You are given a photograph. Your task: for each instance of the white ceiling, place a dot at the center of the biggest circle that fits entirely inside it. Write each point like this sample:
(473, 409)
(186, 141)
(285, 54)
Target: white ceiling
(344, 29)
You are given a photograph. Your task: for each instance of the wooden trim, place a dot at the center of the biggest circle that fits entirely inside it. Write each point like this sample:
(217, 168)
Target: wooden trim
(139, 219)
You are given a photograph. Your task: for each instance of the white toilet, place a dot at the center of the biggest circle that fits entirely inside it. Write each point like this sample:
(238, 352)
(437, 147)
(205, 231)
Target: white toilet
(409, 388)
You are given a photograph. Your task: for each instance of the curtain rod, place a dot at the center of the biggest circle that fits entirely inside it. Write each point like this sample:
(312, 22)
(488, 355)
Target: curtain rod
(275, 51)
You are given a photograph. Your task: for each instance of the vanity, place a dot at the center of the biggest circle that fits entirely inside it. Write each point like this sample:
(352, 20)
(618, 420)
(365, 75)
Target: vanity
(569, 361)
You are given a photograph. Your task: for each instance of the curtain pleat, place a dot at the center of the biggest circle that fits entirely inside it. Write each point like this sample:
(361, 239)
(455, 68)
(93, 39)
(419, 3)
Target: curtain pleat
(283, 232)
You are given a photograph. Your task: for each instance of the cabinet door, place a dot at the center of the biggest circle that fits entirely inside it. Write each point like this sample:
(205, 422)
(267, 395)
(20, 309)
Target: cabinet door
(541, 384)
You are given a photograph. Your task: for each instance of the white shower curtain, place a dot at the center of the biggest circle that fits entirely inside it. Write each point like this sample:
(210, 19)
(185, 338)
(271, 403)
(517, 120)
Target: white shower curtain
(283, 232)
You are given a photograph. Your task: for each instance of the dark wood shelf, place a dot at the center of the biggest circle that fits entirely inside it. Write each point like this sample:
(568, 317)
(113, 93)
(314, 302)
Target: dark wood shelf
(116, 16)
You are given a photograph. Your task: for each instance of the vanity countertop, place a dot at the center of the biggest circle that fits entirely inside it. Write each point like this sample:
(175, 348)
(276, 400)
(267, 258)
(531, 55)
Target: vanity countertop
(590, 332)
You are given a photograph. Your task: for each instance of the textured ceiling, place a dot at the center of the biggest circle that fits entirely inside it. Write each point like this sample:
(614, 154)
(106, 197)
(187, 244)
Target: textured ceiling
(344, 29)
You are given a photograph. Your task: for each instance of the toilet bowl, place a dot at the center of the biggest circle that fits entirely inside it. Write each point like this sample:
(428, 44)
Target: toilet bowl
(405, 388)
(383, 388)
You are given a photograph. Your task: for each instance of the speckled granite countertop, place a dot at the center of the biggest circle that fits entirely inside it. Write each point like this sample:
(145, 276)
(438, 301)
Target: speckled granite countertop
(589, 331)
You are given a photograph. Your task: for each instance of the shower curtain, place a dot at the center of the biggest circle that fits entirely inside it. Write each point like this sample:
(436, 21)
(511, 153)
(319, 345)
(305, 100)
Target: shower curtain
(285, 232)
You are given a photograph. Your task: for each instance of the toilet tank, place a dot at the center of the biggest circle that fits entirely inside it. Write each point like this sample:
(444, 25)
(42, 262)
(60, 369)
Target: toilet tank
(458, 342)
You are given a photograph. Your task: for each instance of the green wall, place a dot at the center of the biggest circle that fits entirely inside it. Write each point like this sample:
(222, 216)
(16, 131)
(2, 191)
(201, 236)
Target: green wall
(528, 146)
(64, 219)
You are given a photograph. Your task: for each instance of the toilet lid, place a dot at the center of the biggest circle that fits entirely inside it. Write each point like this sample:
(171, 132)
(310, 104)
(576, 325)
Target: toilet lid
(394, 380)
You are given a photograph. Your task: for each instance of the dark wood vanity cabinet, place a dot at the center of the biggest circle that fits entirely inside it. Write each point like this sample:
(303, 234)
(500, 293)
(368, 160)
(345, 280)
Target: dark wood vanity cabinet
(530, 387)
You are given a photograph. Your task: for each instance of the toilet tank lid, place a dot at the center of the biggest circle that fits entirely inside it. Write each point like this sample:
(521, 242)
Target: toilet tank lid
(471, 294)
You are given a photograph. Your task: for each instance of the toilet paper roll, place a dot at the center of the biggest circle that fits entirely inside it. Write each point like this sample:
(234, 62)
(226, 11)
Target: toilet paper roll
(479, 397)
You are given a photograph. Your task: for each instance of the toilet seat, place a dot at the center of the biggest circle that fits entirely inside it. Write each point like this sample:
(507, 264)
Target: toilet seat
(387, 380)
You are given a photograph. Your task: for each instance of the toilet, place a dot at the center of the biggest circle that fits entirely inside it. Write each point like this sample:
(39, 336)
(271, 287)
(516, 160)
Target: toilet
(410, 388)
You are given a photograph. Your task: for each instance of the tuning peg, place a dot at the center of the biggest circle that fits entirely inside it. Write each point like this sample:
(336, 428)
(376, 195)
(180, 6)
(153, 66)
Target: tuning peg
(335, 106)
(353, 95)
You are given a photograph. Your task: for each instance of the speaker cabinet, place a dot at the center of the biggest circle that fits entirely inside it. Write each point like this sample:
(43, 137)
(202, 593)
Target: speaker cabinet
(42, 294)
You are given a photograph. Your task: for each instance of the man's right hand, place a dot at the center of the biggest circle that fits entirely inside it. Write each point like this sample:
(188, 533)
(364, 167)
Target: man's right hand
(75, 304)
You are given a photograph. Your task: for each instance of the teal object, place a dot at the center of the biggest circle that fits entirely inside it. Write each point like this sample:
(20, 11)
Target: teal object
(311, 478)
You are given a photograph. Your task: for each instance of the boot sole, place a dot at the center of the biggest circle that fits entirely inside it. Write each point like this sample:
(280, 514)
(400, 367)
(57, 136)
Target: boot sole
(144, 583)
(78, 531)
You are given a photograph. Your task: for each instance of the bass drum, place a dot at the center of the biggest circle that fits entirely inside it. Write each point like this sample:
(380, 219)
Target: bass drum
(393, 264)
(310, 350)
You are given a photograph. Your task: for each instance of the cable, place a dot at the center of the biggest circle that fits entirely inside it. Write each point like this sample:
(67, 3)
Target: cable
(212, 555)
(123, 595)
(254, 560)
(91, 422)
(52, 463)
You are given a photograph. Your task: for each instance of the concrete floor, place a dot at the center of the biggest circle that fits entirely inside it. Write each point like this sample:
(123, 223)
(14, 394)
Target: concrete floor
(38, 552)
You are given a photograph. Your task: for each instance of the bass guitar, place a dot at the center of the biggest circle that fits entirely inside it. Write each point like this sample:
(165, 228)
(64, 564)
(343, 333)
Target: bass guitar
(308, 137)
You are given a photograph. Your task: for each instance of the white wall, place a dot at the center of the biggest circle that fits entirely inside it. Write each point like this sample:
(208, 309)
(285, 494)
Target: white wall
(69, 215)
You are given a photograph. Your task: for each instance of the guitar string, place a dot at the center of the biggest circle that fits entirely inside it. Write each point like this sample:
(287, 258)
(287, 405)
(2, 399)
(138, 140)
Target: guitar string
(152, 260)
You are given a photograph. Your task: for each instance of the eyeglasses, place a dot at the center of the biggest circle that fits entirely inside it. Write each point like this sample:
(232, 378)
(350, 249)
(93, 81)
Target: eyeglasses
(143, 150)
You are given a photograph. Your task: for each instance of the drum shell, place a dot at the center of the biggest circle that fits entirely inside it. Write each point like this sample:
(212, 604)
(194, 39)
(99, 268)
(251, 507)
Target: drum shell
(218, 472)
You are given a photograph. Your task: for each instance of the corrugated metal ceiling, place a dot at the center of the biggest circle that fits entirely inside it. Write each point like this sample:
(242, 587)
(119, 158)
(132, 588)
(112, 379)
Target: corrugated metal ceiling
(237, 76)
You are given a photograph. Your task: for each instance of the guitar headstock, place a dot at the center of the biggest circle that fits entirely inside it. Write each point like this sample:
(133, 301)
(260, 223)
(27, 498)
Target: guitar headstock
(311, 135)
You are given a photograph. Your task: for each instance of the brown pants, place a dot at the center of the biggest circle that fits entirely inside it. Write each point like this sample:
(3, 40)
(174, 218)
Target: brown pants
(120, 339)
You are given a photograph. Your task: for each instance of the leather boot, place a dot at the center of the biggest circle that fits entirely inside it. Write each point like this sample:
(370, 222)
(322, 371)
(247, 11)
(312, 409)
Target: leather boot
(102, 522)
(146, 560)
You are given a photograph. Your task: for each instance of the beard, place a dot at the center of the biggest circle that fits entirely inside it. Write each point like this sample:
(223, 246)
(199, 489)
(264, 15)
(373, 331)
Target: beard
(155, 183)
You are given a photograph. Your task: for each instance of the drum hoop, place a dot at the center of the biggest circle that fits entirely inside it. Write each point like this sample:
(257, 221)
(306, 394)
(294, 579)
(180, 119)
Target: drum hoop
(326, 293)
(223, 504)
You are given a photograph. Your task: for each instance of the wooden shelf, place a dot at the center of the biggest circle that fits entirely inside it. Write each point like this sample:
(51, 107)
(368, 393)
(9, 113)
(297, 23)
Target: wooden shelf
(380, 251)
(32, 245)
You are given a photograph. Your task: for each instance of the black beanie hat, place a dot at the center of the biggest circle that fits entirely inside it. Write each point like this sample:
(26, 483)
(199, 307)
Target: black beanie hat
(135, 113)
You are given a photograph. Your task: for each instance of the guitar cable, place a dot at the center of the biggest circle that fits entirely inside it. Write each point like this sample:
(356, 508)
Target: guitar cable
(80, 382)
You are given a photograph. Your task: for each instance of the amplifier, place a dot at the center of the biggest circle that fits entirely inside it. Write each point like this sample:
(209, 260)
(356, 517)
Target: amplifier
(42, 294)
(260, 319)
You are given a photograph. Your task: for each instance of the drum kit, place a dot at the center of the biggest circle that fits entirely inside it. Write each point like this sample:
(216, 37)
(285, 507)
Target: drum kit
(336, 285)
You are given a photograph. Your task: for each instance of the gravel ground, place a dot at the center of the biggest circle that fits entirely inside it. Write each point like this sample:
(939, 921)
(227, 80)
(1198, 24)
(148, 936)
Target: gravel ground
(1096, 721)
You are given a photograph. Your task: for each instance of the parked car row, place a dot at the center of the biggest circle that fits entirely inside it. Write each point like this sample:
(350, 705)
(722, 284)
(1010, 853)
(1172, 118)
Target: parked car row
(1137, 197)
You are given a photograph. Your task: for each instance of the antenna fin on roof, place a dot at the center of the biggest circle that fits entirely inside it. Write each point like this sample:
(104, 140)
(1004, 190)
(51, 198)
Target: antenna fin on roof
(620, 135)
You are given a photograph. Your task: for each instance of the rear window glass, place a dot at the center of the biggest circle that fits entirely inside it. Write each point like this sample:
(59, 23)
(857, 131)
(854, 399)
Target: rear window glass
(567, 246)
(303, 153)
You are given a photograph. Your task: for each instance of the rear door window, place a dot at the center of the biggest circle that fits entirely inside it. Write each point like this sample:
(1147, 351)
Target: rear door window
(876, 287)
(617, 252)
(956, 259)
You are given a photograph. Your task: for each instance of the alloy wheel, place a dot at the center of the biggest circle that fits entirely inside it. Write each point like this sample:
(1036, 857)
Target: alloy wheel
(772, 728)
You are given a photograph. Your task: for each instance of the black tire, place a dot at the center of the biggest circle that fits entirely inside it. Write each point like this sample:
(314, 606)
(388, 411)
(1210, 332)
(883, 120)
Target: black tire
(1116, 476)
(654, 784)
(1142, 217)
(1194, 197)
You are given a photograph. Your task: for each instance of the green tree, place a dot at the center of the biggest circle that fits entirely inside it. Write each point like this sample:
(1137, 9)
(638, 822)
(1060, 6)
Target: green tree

(Task to complete):
Convert the data, from the line containing "of the alloy" through the end of the data, into a JSON list of strings with one string per line and blank lines left out.

(Response below):
[
  "You are given a photograph. Your task: for each instance of the alloy wheel, place a dot at the center of the biggest circle that fits entirely inside it. Write each point like this sample:",
  "(1036, 857)",
  "Target: alloy wheel",
  "(772, 728)",
  "You are given a photograph. Your task: for each instance of the black tire, place a dot at the center of the biggest circle that fits entirely inside it. Write each point like this sample:",
  "(314, 606)",
  "(388, 411)",
  "(1210, 332)",
  "(883, 120)",
  "Target: black tire",
  "(1116, 476)",
  "(654, 784)",
  "(1142, 217)",
  "(1194, 197)",
  "You are given a photograph. Your task: for each instance of the green tree, place a dot at the center of the biggest circle that fits entirely inside it. Write each point like this sample:",
  "(1137, 9)",
  "(638, 822)",
  "(1060, 6)",
  "Target: green tree"
]